*Task data*
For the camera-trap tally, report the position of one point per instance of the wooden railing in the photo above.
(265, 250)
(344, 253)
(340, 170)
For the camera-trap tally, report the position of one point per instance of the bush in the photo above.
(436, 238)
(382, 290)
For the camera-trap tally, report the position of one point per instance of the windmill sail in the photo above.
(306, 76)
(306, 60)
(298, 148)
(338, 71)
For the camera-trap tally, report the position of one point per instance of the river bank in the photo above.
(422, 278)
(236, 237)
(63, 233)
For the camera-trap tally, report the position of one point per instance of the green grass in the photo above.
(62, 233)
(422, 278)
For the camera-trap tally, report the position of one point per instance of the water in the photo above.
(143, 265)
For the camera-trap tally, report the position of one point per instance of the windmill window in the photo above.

*Exercise*
Your task is to reproduce exactly the lines from the one with "sail in the photo above." through the end of the listing. Both ends belong in the answer.

*Answer to the exercise*
For the camera-trap tally, report the position of one point per instance of the windmill sail in the photo above.
(306, 76)
(306, 60)
(298, 148)
(338, 71)
For the camera-trap tally, report the position of one point per instance of the river bank in the photo above.
(422, 278)
(236, 237)
(63, 233)
For the camera-trap tally, report the position of one point per instance of the green grass in the photo above.
(62, 233)
(422, 278)
For the camera-trap tally, report the position of one point per instance of the water in the photo above.
(143, 265)
For the camera-trap tally, report the position of one point per instance of the windmill window in the photo above.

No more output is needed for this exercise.